Begin DATASET ROWS

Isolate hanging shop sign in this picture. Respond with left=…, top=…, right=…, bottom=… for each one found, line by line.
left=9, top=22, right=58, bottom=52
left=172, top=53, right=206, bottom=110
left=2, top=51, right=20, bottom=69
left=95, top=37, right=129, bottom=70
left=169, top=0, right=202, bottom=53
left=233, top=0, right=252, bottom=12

End DATASET ROWS

* REQUIRED TASK
Lay out every line of the items above as a JSON list of strings, one string per line, with blank lines omitted.

* FULL OUTPUT
[
  "Isolate hanging shop sign in this picture. Respond with left=…, top=…, right=…, bottom=… for each one found, line by line.",
  "left=9, top=22, right=58, bottom=52",
  "left=172, top=53, right=206, bottom=110",
  "left=2, top=51, right=20, bottom=69",
  "left=95, top=37, right=129, bottom=70",
  "left=169, top=0, right=202, bottom=53",
  "left=233, top=0, right=252, bottom=12"
]